** REQUIREMENT 1 **
According to the article on SpaceX's Starlink and Google Cloud, where will SpaceX install the first Starlink terminal?
** REQUIREMENT 2 **
Extend the article on SpaceX's Starlink and Google Cloud past its final sentence with a few more paragraphs in the same news style.

Skip to main content

SpaceX's Starlink internet satellites to connect with Google Cloud systems

A fleet of SpaceX Starlink internet satellites is seen poised for deployment in orbit in this image from a May 24, 2019 launch. SpaceX has teamed with Google Cloud for ground support of the massive megaconstellation.
A fleet of SpaceX Starlink internet satellites is seen poised for deployment in orbit in this image from a May 24, 2019 launch. SpaceX has teamed with Google Cloud for ground support of the massive megaconstellation. (Image credit: SpaceX)

SpaceX plans to build out its Starlink internet satellite constellation with the help of Google Cloud.

The two tech giants announced the collaboration Thursday (May 13) to provide data, cloud services and applications for enterprise Starlink customers at locations around the world, starting later in 2021. The value of the deal was not disclosed.

Major implications for the growing constellation of 1,500 orbiting Starlinks include SpaceX building ground stations in the same locations as Google data centers, and connecting Starlink satellites to existing Google Cloud infrastructure. SpaceX will install the first Starlink terminal at Google's New Albany, Ohio data center, a spokesperson told The Verge.

"Combining Starlink's high-speed, low-latency broadband with Google's infrastructure and capabilities provides global organizations with the secure and fast connection that modern organizations expect,” Gwynne Shotwell, SpaceX president and chief operating officer, said in the statement

Related: SpaceX's Starlink satellite megaconstellation launches in photos 

Join our launch chat!

Join the forums here to discuss SpaceX and space travel. Let the community know what you're thinking!

The collaboration also plans to bring in emerging cloud services – such as artificial intelligence and machine learning – to make decisions about what parts of a dataset should be sent to Earth; these computer services could reduce bandwidth needs. SpaceX's target market for customers are those who work in rural areas where Internet speed is often diminished.

** DATASET CONTENT **
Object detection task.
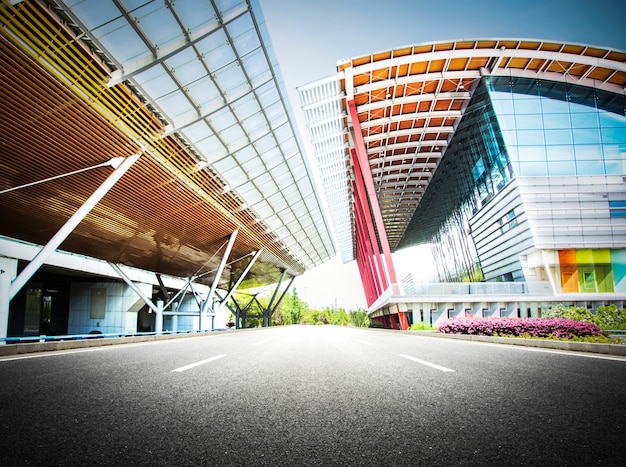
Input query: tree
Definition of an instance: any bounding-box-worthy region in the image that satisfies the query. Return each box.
[279,287,309,324]
[350,310,370,328]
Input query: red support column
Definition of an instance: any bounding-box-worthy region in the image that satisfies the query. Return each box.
[389,313,398,329]
[350,149,388,296]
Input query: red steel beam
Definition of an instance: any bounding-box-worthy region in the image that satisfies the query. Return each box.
[347,99,409,330]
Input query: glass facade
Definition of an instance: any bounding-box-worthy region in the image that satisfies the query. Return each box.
[411,77,626,293]
[488,77,626,177]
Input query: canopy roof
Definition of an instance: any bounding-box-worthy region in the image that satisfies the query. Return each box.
[0,0,334,283]
[298,39,626,262]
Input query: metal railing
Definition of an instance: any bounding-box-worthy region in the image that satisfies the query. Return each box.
[402,281,552,296]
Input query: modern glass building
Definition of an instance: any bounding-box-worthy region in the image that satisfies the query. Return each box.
[299,40,626,328]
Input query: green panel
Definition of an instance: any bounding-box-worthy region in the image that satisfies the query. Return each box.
[578,266,596,293]
[596,264,614,292]
[576,250,593,265]
[611,250,626,292]
[591,248,611,264]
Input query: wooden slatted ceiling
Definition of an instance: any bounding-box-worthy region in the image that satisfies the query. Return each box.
[0,4,303,288]
[338,40,626,250]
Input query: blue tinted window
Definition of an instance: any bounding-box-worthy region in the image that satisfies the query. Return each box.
[574,145,602,161]
[515,96,541,115]
[498,115,515,130]
[604,160,626,175]
[572,112,598,128]
[545,129,573,145]
[572,127,600,145]
[515,115,543,130]
[546,145,575,162]
[541,99,569,114]
[576,160,604,175]
[548,161,576,175]
[519,161,548,177]
[598,112,626,129]
[543,114,572,129]
[518,146,546,161]
[602,128,626,144]
[493,95,515,115]
[517,130,545,146]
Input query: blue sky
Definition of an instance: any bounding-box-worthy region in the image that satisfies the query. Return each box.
[258,0,626,308]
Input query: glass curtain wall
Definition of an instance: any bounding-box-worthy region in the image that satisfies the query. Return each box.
[408,77,626,290]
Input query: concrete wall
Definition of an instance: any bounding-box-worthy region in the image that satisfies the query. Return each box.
[67,282,152,334]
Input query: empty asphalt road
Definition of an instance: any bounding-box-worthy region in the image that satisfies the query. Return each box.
[0,326,626,466]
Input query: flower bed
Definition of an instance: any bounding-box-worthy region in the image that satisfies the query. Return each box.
[438,318,602,338]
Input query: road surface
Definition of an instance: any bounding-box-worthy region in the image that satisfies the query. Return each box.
[0,326,626,466]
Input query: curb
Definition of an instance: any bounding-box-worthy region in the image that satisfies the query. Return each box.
[405,331,626,357]
[0,331,219,357]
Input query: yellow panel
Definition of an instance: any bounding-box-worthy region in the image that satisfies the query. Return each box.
[559,250,578,293]
[576,250,593,264]
[540,42,563,52]
[591,248,611,264]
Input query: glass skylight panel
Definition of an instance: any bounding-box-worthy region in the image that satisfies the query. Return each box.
[215,0,246,16]
[274,125,295,146]
[280,184,300,201]
[210,107,237,133]
[254,172,278,197]
[166,47,207,86]
[129,2,182,49]
[235,145,260,164]
[195,135,228,162]
[265,101,287,129]
[215,63,250,100]
[186,76,224,110]
[93,18,152,65]
[241,49,272,88]
[226,15,261,57]
[222,166,248,188]
[155,92,198,120]
[261,146,284,170]
[135,66,178,100]
[212,157,239,175]
[241,113,270,141]
[65,0,122,30]
[181,121,213,142]
[256,83,280,109]
[238,182,264,206]
[230,94,261,121]
[242,158,266,180]
[254,199,274,220]
[219,124,249,152]
[196,29,237,71]
[254,133,276,154]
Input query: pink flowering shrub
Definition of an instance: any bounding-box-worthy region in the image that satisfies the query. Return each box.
[438,318,602,339]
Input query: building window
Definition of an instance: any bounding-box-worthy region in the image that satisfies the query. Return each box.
[609,201,626,219]
[498,209,517,233]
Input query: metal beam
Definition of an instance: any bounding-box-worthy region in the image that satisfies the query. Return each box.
[220,249,263,308]
[109,263,157,313]
[9,154,141,300]
[200,230,239,331]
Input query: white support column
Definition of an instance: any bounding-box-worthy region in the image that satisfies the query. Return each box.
[220,249,263,314]
[9,154,140,300]
[108,263,157,315]
[154,300,163,334]
[0,257,17,345]
[200,230,239,331]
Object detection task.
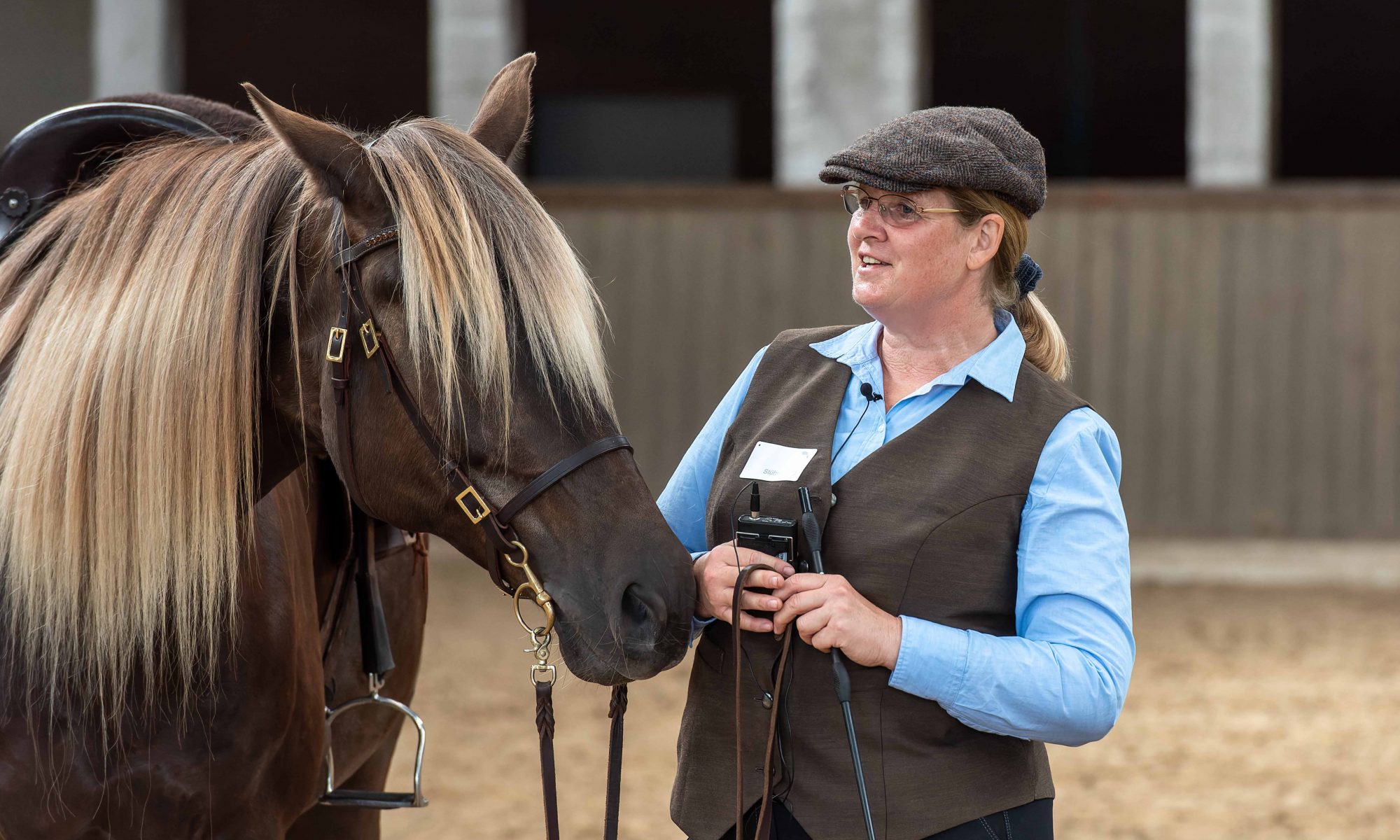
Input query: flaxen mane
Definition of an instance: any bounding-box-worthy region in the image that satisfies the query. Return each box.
[0,119,612,721]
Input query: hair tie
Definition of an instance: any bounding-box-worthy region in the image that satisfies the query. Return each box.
[1016,253,1044,297]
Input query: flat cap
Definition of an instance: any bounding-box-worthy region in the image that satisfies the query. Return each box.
[820,105,1046,217]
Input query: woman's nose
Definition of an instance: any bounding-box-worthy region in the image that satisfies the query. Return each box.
[850,204,885,242]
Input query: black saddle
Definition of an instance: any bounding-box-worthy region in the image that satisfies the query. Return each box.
[0,102,228,255]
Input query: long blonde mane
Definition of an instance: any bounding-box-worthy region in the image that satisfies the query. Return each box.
[0,120,612,721]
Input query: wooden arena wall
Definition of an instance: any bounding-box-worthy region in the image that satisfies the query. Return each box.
[538,183,1400,538]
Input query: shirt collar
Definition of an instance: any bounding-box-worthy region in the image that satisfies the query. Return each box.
[812,309,1026,402]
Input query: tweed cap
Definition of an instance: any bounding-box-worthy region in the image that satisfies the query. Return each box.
[820,105,1046,217]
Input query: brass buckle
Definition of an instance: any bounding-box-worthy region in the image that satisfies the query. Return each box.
[360,318,379,358]
[326,326,346,361]
[456,487,491,525]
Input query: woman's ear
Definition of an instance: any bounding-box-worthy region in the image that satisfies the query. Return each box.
[967,213,1007,272]
[244,83,389,231]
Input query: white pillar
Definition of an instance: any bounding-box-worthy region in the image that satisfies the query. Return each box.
[1187,0,1274,186]
[92,0,181,97]
[428,0,522,127]
[773,0,924,186]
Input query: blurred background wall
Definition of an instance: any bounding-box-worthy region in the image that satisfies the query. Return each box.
[0,0,1400,539]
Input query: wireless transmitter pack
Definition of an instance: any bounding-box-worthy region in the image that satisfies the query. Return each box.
[734,482,798,566]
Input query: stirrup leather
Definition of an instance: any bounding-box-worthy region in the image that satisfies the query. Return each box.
[319,673,428,811]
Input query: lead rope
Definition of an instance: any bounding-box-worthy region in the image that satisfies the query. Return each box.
[729,563,792,840]
[603,683,627,840]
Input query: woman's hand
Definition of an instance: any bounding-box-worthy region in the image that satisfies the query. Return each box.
[692,543,795,631]
[773,574,903,671]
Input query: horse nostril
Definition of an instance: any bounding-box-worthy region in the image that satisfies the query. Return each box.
[622,584,661,641]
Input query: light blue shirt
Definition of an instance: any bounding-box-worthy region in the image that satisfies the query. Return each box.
[657,309,1135,746]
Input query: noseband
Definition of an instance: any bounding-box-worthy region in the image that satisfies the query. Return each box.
[326,213,631,840]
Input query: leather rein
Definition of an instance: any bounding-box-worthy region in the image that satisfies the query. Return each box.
[326,218,631,840]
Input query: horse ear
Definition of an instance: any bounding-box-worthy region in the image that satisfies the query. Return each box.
[468,53,535,164]
[244,81,384,213]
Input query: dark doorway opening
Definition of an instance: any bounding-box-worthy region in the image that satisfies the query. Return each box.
[182,0,428,129]
[1277,0,1400,178]
[522,0,773,181]
[930,0,1187,178]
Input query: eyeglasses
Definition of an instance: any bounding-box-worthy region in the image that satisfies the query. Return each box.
[841,183,962,227]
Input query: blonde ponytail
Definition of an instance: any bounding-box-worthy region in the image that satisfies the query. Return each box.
[944,186,1070,382]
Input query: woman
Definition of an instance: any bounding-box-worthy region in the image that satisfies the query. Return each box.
[659,108,1135,840]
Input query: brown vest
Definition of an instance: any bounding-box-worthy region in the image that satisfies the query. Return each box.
[671,326,1086,840]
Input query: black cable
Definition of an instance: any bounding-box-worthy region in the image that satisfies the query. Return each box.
[797,484,875,840]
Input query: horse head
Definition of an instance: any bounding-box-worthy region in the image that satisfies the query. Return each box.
[248,55,693,685]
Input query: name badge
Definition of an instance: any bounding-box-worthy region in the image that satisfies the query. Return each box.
[739,441,816,482]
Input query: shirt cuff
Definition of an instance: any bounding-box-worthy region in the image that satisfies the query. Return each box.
[889,616,972,707]
[687,552,714,647]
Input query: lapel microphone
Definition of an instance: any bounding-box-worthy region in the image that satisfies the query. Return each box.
[832,382,883,463]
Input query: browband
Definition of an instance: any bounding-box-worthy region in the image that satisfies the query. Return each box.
[335,225,399,272]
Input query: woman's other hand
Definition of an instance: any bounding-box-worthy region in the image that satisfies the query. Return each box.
[773,574,904,671]
[692,543,795,633]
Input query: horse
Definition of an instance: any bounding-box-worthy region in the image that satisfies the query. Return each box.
[0,55,694,840]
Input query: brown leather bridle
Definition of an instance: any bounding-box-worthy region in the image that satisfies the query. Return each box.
[326,213,631,840]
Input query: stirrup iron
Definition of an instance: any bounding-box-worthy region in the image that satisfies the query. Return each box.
[319,673,428,811]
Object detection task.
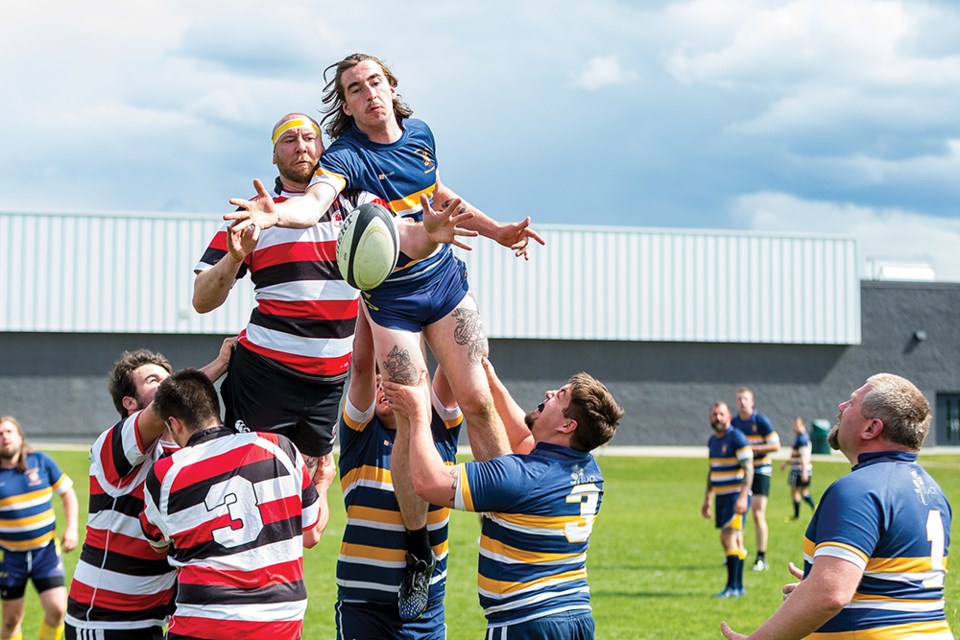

** EXERCISE RESPONSE 1 **
At Google's data center in New Albany, Ohio.

** EXERCISE RESPONSE 2 **
Google and SpaceX inked another major deal in 2015, when Google said it would spend $900 million on SpaceX "to support continued innovation in areas of space transport, reusability and satellite manufacturing," according to SpaceNews. For perspective, this was four years before the first Starlink launched in 2019, and before SpaceX had self-landing Falcon 9 rockets working in a bid to reduce launch costs.

One of Google's major competitors, Microsoft, also announced a deal with SpaceX and SES in October 2020 for cloud services. At the time, the companies said the pact would support Microsoft's Azure Space cloud business that operates from mobile data centers that can be deployed anywhere around the world. 

Cloud partnerships are by no means unusual in the space business, as companies seek to drive down the cost of delivering information to more and more remote areas. Amazon Web Services and Iridium Communications, for example, have a collaboration focused on the Internet of Things for connecting devices or objects (like shipping containers) to broadband services for tracking or communications.

While Starlink has an aim of providing broadband in traditionally underserved areas, astronomers are raising alarms about megaconstellations like it. The worry is the bright satellites could cause problems for scientific observations requiring wide-field surveys, such as hunting for potentially hazardous asteroids. SpaceX is experimenting with methods to reduce the brightness of individual Starlinks.

Follow Elizabeth Howell on Twitter @howellspace. Follow us on Twitter @Spacedotcom and on Facebook.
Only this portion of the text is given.